** Parts of the exercise **
• A. Please reproduce the passage of the PyTorch gradient-sharing thread between "I have a network" and "super().__init__()", inclusive.
• B. Carry on writing the PyTorch gradient-sharing thread from the point where it ends.

** Page text **
::::::

I have a network N1 with some layers and a network N2. They have some layers that are different. They’re trained on different data. I want to get gradients for the common layers, say, l1, l2, l5 and add them and continue the training process.
I was thinking of getting gradients from for name, parameter in model.named_parameters(): and filtering by name and adding them and calling optimizer.step(). But, the model.named_parameters is read only. How do I access the gradients and perform operations on them?
When you say “common” do you mean that they should be the same (always keep the same parameters values)? Or just that gradients from one should be added to the gradients of the other?
Note that it is also possible to just share the same module.
class A(nn.Module):
def __init__(self):
super().__init__()
self.lin = nn.Linear(3, 3)

::::::

** Dataset content **

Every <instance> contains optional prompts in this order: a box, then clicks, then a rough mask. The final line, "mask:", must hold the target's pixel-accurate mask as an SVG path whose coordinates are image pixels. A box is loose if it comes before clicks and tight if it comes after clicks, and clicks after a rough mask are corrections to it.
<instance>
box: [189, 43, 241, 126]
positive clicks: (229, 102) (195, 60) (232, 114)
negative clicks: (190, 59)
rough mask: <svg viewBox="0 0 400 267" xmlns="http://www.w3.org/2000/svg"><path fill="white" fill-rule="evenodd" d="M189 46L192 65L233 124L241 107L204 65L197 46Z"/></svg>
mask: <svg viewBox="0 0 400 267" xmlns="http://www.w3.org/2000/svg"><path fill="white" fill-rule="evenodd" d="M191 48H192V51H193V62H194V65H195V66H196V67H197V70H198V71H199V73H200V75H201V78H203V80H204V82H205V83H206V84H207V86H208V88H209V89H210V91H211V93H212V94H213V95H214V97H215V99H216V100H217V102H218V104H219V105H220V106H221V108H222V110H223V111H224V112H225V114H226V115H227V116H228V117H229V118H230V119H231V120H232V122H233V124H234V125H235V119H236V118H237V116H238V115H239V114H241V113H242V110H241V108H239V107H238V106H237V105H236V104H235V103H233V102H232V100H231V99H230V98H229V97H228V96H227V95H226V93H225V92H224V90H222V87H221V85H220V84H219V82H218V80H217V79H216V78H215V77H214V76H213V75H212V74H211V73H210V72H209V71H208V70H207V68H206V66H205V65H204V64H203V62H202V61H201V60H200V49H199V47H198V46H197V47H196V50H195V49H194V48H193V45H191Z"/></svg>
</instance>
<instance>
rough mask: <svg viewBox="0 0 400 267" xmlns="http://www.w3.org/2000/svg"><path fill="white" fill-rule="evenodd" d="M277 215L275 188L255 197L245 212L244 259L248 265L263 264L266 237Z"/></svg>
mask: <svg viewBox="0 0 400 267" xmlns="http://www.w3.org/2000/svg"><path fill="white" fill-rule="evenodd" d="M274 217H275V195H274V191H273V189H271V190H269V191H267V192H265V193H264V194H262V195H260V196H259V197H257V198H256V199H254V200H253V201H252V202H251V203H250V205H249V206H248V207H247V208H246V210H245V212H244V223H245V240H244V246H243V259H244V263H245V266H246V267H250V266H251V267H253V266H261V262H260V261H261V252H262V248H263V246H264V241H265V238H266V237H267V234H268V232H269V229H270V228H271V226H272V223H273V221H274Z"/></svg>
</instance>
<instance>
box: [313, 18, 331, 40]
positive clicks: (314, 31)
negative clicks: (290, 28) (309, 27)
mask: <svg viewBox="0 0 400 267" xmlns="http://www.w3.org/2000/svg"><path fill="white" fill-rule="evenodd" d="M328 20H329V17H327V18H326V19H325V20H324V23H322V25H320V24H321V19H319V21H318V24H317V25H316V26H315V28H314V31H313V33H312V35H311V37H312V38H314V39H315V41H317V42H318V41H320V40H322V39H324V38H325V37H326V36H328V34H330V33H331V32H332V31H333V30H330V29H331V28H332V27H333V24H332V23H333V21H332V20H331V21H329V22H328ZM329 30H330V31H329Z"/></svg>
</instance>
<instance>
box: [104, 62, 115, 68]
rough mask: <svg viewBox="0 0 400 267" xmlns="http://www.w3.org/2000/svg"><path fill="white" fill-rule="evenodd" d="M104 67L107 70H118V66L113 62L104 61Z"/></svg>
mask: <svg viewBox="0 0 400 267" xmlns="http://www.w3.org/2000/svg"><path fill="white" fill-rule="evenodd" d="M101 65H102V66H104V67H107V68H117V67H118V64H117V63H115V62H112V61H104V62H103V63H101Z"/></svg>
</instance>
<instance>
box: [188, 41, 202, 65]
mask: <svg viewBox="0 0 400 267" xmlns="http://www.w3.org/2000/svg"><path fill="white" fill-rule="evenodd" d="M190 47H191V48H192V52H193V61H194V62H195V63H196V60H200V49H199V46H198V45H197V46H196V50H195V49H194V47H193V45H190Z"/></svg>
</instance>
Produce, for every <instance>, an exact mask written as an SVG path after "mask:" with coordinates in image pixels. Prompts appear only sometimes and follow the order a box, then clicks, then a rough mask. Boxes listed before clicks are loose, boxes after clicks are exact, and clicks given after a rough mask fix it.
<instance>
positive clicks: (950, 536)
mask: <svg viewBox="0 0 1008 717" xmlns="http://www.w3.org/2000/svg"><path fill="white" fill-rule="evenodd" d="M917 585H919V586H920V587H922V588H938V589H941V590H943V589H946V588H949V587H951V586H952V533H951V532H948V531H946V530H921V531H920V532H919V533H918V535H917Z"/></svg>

::::::

** Solved problems **
• A.
I have a network N1 with some layers and a network N2. They have some layers that are different. They’re trained on different data. I want to get gradients for the common layers, say, l1, l2, l5 and add them and continue the training process.
I was thinking of getting gradients from for name, parameter in model.named_parameters(): and filtering by name and adding them and calling optimizer.step(). But, the model.named_parameters is read only. How do I access the gradients and perform operations on them?
When you say “common” do you mean that they should be the same (always keep the same parameters values)? Or just that gradients from one should be added to the gradients of the other?
Note that it is also possible to just share the same module.
class A(nn.Module):
def __init__(self):
super().__init__()

• B.
def forward(self, x):
return self.lin(x)
class B(nn.Module):
def __init__(self):
super().__init__(lin)
self.lin = lin
def forward(self, x):
return self.lin(x)
net1 = A()
net2 = B(net1.lin)
optimizer1 = torch.optim.SGD(net1.parameters(), lr=0.01)
# No need for a second optimizer as all the parameters are already in net1.
for i in range(2):
input = torch.randn(3, 3)
loss = (net1(input) + net2(input)).sum()
loss.backward()
optimizer1.step()
If you have only part of the model that is shared, you can use a trick like this for B:
class B(nn.Module):
def __init__(self):
super().__init__(lin)
self.lin = [lin,] # Puting this in a python list hides it from .parameters()
self.lin2 = nn.Linear(3, 3)
def forward(self, x):
return self.lin2(self.lin(x))
net2 = B(net1.lin)
optimizer2 = torch.optim.SGD(net2.parameters(), lr=0.01)
# Note that the parameters of net2.lin won't be in parameters because it is in a list !